Task objective
Every record below should be printed exactly as it appears.

-----

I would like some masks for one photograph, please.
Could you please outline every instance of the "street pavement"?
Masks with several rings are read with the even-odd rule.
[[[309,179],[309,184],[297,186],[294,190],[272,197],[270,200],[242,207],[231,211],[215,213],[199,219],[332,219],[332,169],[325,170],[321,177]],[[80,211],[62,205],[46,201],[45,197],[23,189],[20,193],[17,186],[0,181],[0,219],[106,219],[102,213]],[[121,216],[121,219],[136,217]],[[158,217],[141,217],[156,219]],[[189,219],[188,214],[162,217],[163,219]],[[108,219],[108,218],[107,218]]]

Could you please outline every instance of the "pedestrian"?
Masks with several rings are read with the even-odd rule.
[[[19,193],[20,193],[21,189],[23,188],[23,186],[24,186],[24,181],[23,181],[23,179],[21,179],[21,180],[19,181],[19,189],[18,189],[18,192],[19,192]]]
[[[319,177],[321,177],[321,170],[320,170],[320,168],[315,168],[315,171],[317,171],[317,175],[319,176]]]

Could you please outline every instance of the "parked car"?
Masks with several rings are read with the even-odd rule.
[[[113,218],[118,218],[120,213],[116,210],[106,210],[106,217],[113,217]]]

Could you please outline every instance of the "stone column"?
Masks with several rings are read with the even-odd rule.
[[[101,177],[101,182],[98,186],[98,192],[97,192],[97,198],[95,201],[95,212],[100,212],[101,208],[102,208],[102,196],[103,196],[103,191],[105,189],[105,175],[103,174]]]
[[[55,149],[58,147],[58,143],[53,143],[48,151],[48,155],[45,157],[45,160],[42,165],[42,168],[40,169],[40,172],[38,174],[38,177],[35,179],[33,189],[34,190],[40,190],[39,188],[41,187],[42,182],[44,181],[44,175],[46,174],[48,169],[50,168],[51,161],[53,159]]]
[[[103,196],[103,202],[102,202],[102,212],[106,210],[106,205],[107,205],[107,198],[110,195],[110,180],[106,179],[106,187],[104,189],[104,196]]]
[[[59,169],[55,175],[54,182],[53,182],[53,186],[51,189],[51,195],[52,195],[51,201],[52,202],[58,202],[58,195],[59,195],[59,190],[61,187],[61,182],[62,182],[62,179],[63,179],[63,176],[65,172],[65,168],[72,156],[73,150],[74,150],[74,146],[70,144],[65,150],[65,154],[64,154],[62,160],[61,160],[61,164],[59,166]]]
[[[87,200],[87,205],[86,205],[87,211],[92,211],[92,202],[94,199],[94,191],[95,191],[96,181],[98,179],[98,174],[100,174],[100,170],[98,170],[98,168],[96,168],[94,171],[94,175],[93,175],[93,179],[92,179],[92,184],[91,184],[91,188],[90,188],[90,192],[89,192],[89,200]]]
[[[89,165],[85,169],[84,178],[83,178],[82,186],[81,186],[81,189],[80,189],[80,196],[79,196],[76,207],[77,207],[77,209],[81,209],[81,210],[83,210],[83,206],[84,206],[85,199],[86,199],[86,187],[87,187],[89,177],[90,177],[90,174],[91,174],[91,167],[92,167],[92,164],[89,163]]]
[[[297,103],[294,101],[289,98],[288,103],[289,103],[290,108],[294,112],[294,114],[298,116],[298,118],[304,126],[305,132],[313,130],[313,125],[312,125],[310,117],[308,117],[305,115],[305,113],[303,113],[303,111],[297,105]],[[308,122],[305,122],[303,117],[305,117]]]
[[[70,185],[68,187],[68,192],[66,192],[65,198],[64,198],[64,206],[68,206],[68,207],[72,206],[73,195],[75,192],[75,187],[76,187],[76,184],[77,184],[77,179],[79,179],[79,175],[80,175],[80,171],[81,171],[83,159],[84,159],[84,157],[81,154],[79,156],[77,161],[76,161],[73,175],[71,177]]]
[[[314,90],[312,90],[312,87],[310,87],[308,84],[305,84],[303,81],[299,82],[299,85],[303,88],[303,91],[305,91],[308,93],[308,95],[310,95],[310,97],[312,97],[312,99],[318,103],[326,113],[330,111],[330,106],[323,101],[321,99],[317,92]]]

-----

Expected answer
I would like some masks for one photograph, please.
Could you please outline every instance of the "street pavement"?
Masks with several rings are read with the even-odd rule.
[[[309,179],[309,184],[297,186],[294,190],[272,197],[270,200],[242,207],[231,211],[215,213],[199,219],[332,219],[332,169],[325,170],[321,177]],[[80,211],[62,205],[46,201],[45,197],[23,189],[20,193],[17,186],[0,181],[0,219],[106,219],[102,213]],[[121,216],[121,219],[136,217]],[[158,217],[141,217],[156,219]],[[189,219],[188,214],[162,217],[163,219]],[[108,219],[108,218],[107,218]]]

Could you please outline every instance of the "pedestrian"?
Masks with several rings are read with the even-odd rule.
[[[19,193],[20,193],[21,189],[23,188],[23,186],[24,186],[24,181],[23,181],[23,179],[21,179],[21,180],[19,181],[19,189],[18,189],[18,192],[19,192]]]
[[[319,177],[321,177],[321,170],[320,170],[320,168],[315,168],[315,171],[317,171],[317,175],[319,176]]]

Could you please outline every instance of the "parked car"?
Masks with several rings are read with the even-odd rule.
[[[113,218],[118,218],[120,213],[116,210],[106,210],[106,217],[113,217]]]

Could you please outline every instance of the "stone column"?
Masks with several rings are read with the even-odd rule.
[[[101,177],[101,182],[98,186],[98,192],[97,192],[97,198],[95,201],[95,212],[100,212],[101,208],[102,208],[102,196],[103,196],[103,191],[105,189],[105,175],[103,174]]]
[[[55,149],[58,147],[58,143],[53,143],[48,151],[48,155],[45,157],[45,160],[42,165],[42,168],[40,169],[40,172],[38,174],[38,177],[35,179],[33,189],[34,190],[40,190],[39,188],[41,187],[42,182],[44,181],[44,175],[46,174],[48,169],[50,168],[51,161],[53,159]]]
[[[103,196],[103,202],[102,202],[102,212],[106,210],[106,205],[107,205],[107,198],[110,195],[110,180],[106,179],[106,187],[104,189],[104,196]]]
[[[59,169],[55,175],[54,182],[53,182],[53,186],[51,189],[51,195],[52,195],[51,201],[52,202],[58,202],[58,195],[59,195],[59,190],[61,187],[61,182],[62,182],[62,179],[63,179],[63,176],[65,172],[65,168],[72,156],[73,150],[74,150],[74,146],[70,144],[65,150],[65,154],[64,154],[62,160],[61,160],[61,164],[59,166]]]
[[[87,200],[87,205],[86,205],[87,211],[92,211],[92,202],[94,199],[94,191],[95,191],[96,181],[98,179],[98,174],[100,174],[100,170],[98,170],[98,168],[96,168],[94,171],[94,175],[93,175],[93,179],[92,179],[92,184],[91,184],[91,188],[90,188],[90,192],[89,192],[89,200]]]
[[[89,165],[85,169],[84,178],[83,178],[82,186],[81,186],[81,189],[80,189],[80,196],[79,196],[76,207],[77,207],[77,209],[81,209],[81,210],[83,210],[83,206],[84,206],[85,199],[86,199],[86,187],[87,187],[89,177],[90,177],[90,174],[91,174],[91,167],[92,167],[92,164],[89,163]]]
[[[297,103],[294,101],[289,98],[288,103],[289,103],[290,108],[294,112],[294,114],[298,116],[298,118],[304,126],[305,132],[313,130],[313,125],[312,125],[310,117],[308,117],[305,115],[305,113],[303,113],[303,111],[297,105]],[[308,122],[305,122],[303,117],[305,117]]]
[[[70,185],[68,187],[68,192],[66,192],[65,198],[64,198],[64,206],[68,206],[68,207],[72,206],[73,195],[75,192],[75,187],[76,187],[76,184],[77,184],[77,179],[79,179],[79,175],[80,175],[80,171],[81,171],[83,159],[84,159],[84,157],[81,154],[79,156],[77,161],[76,161],[73,175],[71,177]]]
[[[314,90],[312,90],[312,87],[310,87],[308,84],[305,84],[303,81],[299,82],[299,85],[303,88],[303,91],[305,91],[308,93],[308,95],[310,95],[310,97],[312,97],[312,99],[318,103],[326,113],[330,111],[330,106],[323,101],[321,99],[317,92]]]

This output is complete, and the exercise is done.